▶ **SHORT EXERCISE 1**: In the passage on New Zealand open access publishing, why are the APC costs in the tables described as effectively a total of "list price" amounts? Explain in one to three sentences.
▶ **SHORT EXERCISE 2**: According to the passage on New Zealand open access publishing, how many of the closed articles had a 12-month embargo period?
▶ **SHORT EXERCISE 3**: Extend the passage on New Zealand open access publishing, beginning after its final sentence.

▶ **EXTRACTED TEXT**:
....

The APC costs in our tables are effectively a total of the ‘list price’ for each article based on APC information that is publicly-available. Accordingly, the total amount for both categories was US$1.45 million at 2017 prices.

Table 8:
Gold and Hybrid articles.
The table breaks down our Gold and Hybrid articles with a New Zealand corresponding author. Where known, the total Article Processing Charges and average changes for each type are calculated.
Type of paid OA Count % Known APCs Known APC cost Known APC avg
Gold 697 82% 697 $1,172,029 $1,682
Hybrid 152 18% 110 $281,378 $2,558
Total 849 100% 807 $1,453,407 $1,801
DOI: 10.7717/peerj.11417/table-8
Table 9:
Articles that could be archived in a repository but were closed access.
Shows the proportion of closed articles broken down by embargo periods listed by publishers.
Embargo period Publisher policy allows accepted manuscript in repository %
Immediate self-archive 579 17%
3 months 3 0%
4 months 1 0%
6 months 73 2%
12 months 2115 60%
18 months 318 9%
Total archivable by mid-2019 3089 88%
24 months or more 213 6%
Not self-archivable 199 6%
Total closed articles 3501 100%
DOI: 10.7717/peerj.11417/table-9

Embargo periods and self-archiving

Sherpa/Romeo data let us examine which of the Closed articles could be self-archived according to publishers’ policies. Table 9 shows, for all New Zealand-corresponding authors, when a Closed article may be deposited in an institutional repository after an embargo set by the publisher.

....

▶ **SUPPLIED DATA**:
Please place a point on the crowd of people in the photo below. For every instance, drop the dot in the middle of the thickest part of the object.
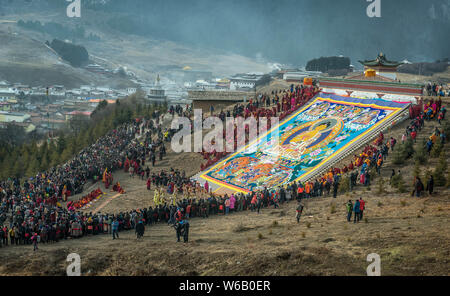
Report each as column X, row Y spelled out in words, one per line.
column 437, row 90
column 32, row 212
column 34, row 208
column 280, row 103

....

▶ **RIGHT ANSWER 1**: The APC costs are totals of each article's list price because they are calculated from publicly available APC information rather than from amounts actually paid.

▶ **RIGHT ANSWER 2**: 2115 articles, or 60% of closed articles.

▶ **RIGHT ANSWER 3**:
We ran the Program in mid-2019, meaning any embargo period of 18 months or less would have expired. 3089 articles could have been archived but were Closed, representing 88% of all the Closed articles (n = 3501) in our sample set. If all of these were deposited then the overall open proportion would catapult from 41% to 67%. A further 212 articles have an embargo period of two years or more. It is worth noting that 12 months is by far the most common length of embargo period but also that for almost one-fifth there is no embargo. As we have noted above in the ‘Articles by type of access’ section, deposit in a New Zealand university repository only made the difference between open and Closed for 125 publications.

As a result we were also able to estimate a ‘theoretical’ cost of APCs under the Hybrid option for papers that could have been made open as accepted manuscripts. The total comes to just under US$8 million.

Also of interest is that for 114 of the 3089 articles that could have been deposited in a repository (3.7%) the publisher allowed the published version to be used, as opposed to the accepted manuscript.

The above calculations only consider publications where the corresponding author was from a New Zealand university, since the corresponding author is the most likely to have an accepted manuscript for deposit. However, if we extend our examination of Closed articles that could be deposited to all corresponding authors, again 88% have passed the embargo expiry date, which would mean 6,204 of all the 7,056 Closed papers could be placed in a repository. This would mean 93% of 2017 publications would be freely accessible without payment.

Table 10:
Proportion of open articles funded by major New Zealand funders.
This table includes the New Zealand funders most represented in our dataset, showing the proportion of publications for each that are closed or open by the different methods of doing so. The table is broken into three: it shows the results for all authors and then splits these overall figures into two subsets, where the corresponding author was a researcher affiliated with a New Zealand university and where not.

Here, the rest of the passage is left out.